→ EXCERPTED DATA
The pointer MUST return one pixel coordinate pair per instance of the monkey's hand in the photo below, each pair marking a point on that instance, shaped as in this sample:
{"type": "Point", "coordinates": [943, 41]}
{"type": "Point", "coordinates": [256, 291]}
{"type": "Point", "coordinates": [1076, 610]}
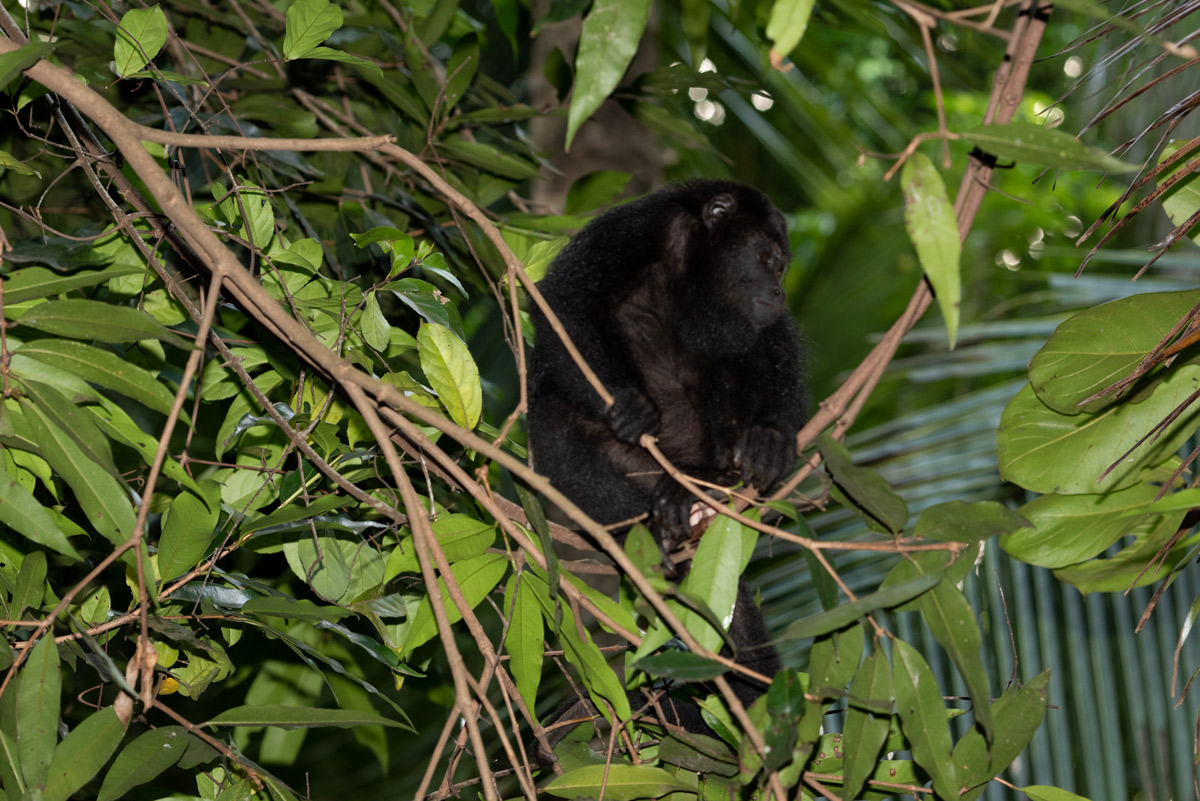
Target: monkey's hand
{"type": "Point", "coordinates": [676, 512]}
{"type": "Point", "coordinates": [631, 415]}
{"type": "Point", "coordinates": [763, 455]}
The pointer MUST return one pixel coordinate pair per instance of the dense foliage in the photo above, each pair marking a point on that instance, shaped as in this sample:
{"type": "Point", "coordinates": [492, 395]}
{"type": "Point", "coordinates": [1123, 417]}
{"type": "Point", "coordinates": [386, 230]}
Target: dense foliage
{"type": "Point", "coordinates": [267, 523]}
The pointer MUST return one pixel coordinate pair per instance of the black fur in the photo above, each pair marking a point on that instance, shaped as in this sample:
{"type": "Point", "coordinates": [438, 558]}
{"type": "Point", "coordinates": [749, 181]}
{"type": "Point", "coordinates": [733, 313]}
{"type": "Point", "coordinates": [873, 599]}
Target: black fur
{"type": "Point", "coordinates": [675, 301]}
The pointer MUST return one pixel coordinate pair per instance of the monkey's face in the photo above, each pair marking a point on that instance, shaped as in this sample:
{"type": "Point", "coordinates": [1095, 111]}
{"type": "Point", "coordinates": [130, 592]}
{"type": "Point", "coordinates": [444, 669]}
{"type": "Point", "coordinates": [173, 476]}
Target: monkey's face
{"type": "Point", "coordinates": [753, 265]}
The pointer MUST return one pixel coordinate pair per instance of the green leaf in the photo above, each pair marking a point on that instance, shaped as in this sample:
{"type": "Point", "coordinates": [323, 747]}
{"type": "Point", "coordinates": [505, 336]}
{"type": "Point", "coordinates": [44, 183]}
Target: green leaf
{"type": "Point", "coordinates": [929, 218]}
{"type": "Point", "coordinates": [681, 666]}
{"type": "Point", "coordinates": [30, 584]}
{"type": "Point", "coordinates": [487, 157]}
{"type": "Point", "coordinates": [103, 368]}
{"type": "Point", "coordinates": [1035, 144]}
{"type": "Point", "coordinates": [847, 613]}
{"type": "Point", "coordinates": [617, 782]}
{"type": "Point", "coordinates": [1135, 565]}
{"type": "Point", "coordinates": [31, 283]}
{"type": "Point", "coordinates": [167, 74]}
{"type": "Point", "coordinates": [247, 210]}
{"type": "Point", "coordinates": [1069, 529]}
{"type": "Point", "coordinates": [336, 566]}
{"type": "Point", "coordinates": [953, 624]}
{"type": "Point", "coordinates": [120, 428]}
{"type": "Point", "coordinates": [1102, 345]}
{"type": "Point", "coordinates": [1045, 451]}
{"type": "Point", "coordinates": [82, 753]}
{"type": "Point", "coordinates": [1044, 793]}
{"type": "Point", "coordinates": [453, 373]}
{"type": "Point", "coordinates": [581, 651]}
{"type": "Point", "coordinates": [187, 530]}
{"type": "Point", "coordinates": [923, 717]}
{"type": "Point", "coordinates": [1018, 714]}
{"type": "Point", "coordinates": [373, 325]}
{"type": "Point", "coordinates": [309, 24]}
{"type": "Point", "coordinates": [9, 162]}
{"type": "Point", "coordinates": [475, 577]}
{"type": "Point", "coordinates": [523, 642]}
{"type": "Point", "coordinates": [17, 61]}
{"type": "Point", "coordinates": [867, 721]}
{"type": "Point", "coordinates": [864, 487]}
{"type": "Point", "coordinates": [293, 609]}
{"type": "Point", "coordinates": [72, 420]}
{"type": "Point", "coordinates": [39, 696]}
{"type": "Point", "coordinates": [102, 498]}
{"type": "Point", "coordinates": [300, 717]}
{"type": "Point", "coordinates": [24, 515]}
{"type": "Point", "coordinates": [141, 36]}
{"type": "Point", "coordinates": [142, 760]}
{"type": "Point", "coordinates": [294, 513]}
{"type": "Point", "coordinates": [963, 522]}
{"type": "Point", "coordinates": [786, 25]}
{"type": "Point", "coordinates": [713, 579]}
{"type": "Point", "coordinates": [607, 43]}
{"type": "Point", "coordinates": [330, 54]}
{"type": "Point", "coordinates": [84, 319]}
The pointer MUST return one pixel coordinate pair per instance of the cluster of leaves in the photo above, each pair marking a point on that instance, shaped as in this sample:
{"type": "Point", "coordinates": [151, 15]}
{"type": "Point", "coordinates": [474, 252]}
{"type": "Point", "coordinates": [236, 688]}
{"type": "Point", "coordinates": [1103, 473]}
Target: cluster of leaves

→ EXERCISE DETAILS
The entries above are to be retyped exactly, with each picture left out.

→ RESULT FOR THIS EXERCISE
The pointer MUST return one pixel coordinate pair per instance of the monkey's hand in the photo below, each pair marking a point on that instance, shaped as in this sample:
{"type": "Point", "coordinates": [943, 41]}
{"type": "Point", "coordinates": [256, 291]}
{"type": "Point", "coordinates": [1076, 610]}
Target: monkey's hand
{"type": "Point", "coordinates": [676, 512]}
{"type": "Point", "coordinates": [631, 415]}
{"type": "Point", "coordinates": [763, 455]}
The pointer MUST return one pixel coordinate pair per instance of the dense foliage in the photo above, each pair marking a point on that instance, shaped as in this sample:
{"type": "Point", "coordinates": [492, 395]}
{"type": "Point", "coordinates": [1123, 417]}
{"type": "Point", "coordinates": [386, 230]}
Target: dense foliage
{"type": "Point", "coordinates": [267, 523]}
The pointer MUST return one pixel coordinate pair per instance of the black fur in the photo above, each pair marking a point on that instance, shaped as in this sample:
{"type": "Point", "coordinates": [438, 558]}
{"type": "Point", "coordinates": [749, 181]}
{"type": "Point", "coordinates": [733, 313]}
{"type": "Point", "coordinates": [873, 599]}
Target: black fur
{"type": "Point", "coordinates": [675, 301]}
The pointer MUST return one pixel coordinate pair per instance of the monkey's face in the photo above, each pair marking a point on that instance, shaped as in this sample:
{"type": "Point", "coordinates": [1095, 111]}
{"type": "Point", "coordinates": [130, 592]}
{"type": "Point", "coordinates": [444, 669]}
{"type": "Point", "coordinates": [173, 476]}
Target: monkey's face
{"type": "Point", "coordinates": [753, 265]}
The pointer MUST return one pixel coordinate pair per instance of the green leaf in the photo above, each pair marking a point on that instance, shaped as in this sample:
{"type": "Point", "coordinates": [323, 747]}
{"type": "Point", "coordinates": [505, 336]}
{"type": "Point", "coordinates": [44, 183]}
Target: green leaf
{"type": "Point", "coordinates": [929, 218]}
{"type": "Point", "coordinates": [681, 666]}
{"type": "Point", "coordinates": [30, 584]}
{"type": "Point", "coordinates": [487, 157]}
{"type": "Point", "coordinates": [103, 368]}
{"type": "Point", "coordinates": [1035, 144]}
{"type": "Point", "coordinates": [847, 613]}
{"type": "Point", "coordinates": [617, 782]}
{"type": "Point", "coordinates": [1135, 565]}
{"type": "Point", "coordinates": [31, 283]}
{"type": "Point", "coordinates": [167, 74]}
{"type": "Point", "coordinates": [247, 210]}
{"type": "Point", "coordinates": [1069, 529]}
{"type": "Point", "coordinates": [336, 566]}
{"type": "Point", "coordinates": [953, 624]}
{"type": "Point", "coordinates": [120, 428]}
{"type": "Point", "coordinates": [1102, 345]}
{"type": "Point", "coordinates": [1045, 451]}
{"type": "Point", "coordinates": [82, 753]}
{"type": "Point", "coordinates": [1044, 793]}
{"type": "Point", "coordinates": [453, 373]}
{"type": "Point", "coordinates": [581, 651]}
{"type": "Point", "coordinates": [187, 530]}
{"type": "Point", "coordinates": [923, 717]}
{"type": "Point", "coordinates": [1018, 714]}
{"type": "Point", "coordinates": [373, 325]}
{"type": "Point", "coordinates": [309, 24]}
{"type": "Point", "coordinates": [9, 162]}
{"type": "Point", "coordinates": [475, 577]}
{"type": "Point", "coordinates": [523, 642]}
{"type": "Point", "coordinates": [17, 61]}
{"type": "Point", "coordinates": [867, 721]}
{"type": "Point", "coordinates": [864, 487]}
{"type": "Point", "coordinates": [293, 609]}
{"type": "Point", "coordinates": [72, 420]}
{"type": "Point", "coordinates": [39, 696]}
{"type": "Point", "coordinates": [102, 498]}
{"type": "Point", "coordinates": [300, 717]}
{"type": "Point", "coordinates": [24, 515]}
{"type": "Point", "coordinates": [141, 36]}
{"type": "Point", "coordinates": [142, 760]}
{"type": "Point", "coordinates": [294, 513]}
{"type": "Point", "coordinates": [963, 522]}
{"type": "Point", "coordinates": [786, 25]}
{"type": "Point", "coordinates": [713, 579]}
{"type": "Point", "coordinates": [607, 43]}
{"type": "Point", "coordinates": [330, 54]}
{"type": "Point", "coordinates": [84, 319]}
The pointer MUST return one pixel coordinate pair per instance of the cluster of leaves in the photo above, each pair marking a point on that instance, shaped as in this sample:
{"type": "Point", "coordinates": [151, 15]}
{"type": "Point", "coordinates": [474, 252]}
{"type": "Point", "coordinates": [236, 688]}
{"type": "Point", "coordinates": [1103, 473]}
Target: cluster of leaves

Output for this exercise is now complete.